───── GIVEN ENTRIES ─────

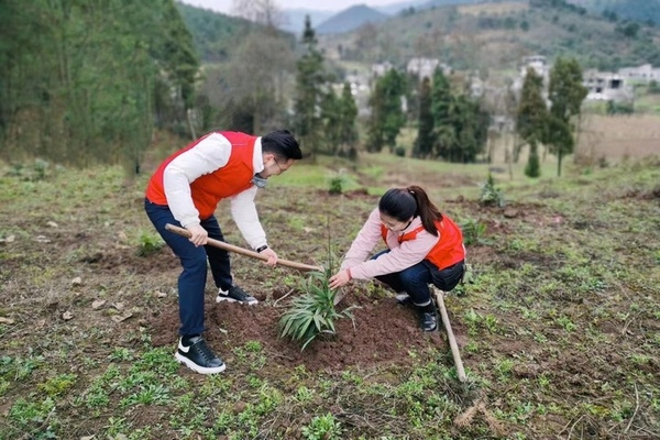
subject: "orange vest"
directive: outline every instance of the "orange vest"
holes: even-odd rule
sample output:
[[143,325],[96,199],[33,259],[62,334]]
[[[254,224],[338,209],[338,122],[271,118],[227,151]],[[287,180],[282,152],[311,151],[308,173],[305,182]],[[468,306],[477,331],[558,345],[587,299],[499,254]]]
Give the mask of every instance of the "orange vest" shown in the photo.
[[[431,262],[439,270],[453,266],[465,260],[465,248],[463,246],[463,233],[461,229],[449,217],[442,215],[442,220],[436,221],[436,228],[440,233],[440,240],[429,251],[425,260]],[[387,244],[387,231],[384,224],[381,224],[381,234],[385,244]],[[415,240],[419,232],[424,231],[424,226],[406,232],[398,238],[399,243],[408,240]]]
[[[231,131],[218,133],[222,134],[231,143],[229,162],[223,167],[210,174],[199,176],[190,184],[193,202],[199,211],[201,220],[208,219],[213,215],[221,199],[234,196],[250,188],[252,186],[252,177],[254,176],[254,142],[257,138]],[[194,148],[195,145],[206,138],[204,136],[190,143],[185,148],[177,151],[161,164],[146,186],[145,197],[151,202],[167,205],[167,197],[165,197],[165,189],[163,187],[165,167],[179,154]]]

─────
───── GIVEN ENTRIES ─────

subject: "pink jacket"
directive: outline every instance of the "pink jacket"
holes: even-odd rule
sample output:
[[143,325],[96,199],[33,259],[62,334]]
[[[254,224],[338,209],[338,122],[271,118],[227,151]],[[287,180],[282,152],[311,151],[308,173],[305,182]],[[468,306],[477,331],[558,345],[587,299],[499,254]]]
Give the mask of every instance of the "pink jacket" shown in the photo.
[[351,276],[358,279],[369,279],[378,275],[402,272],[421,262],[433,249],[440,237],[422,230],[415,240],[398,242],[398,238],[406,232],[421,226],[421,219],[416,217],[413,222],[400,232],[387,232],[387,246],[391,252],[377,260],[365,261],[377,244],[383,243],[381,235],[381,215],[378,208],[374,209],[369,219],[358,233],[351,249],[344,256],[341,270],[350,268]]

─────
───── GIVEN ENTRIES ─────

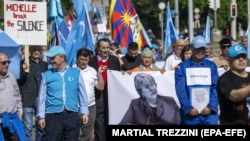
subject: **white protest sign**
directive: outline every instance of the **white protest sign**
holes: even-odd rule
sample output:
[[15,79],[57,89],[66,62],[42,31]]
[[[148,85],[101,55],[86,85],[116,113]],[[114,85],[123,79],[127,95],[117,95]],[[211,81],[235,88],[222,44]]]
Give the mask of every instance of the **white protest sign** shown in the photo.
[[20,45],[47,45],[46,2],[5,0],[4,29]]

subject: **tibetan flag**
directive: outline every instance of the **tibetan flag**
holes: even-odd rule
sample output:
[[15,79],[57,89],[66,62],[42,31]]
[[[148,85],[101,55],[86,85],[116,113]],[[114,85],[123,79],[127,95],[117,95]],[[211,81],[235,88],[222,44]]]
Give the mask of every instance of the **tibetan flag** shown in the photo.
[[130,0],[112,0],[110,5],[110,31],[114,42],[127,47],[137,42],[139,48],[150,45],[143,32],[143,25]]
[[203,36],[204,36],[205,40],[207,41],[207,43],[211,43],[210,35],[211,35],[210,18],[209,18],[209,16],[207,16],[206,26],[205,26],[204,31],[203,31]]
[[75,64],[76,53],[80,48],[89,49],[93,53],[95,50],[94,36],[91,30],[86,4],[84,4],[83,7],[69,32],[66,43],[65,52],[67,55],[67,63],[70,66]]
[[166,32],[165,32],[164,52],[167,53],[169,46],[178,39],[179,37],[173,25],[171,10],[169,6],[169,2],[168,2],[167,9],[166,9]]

─────

WHAT THIS TASK INVOLVES: Reproduce word for word the lines of the records starting with the line containing "subject: **white protest sign**" and ending with the line containing "[[20,45],[47,45],[46,2],[5,0],[4,29]]", both of those lines included.

RESPONSE TO THIS TASK:
subject: **white protest sign**
directive: outline every instance of the **white protest sign**
holes: even-odd rule
sample output:
[[15,79],[57,89],[66,62],[42,31]]
[[[148,85],[101,55],[86,85],[116,113]],[[114,85],[123,79],[127,95],[117,95]],[[211,81],[235,88],[222,44]]]
Give the mask of every instance of the **white protest sign** shown in the photo.
[[20,45],[47,45],[46,2],[5,0],[4,29]]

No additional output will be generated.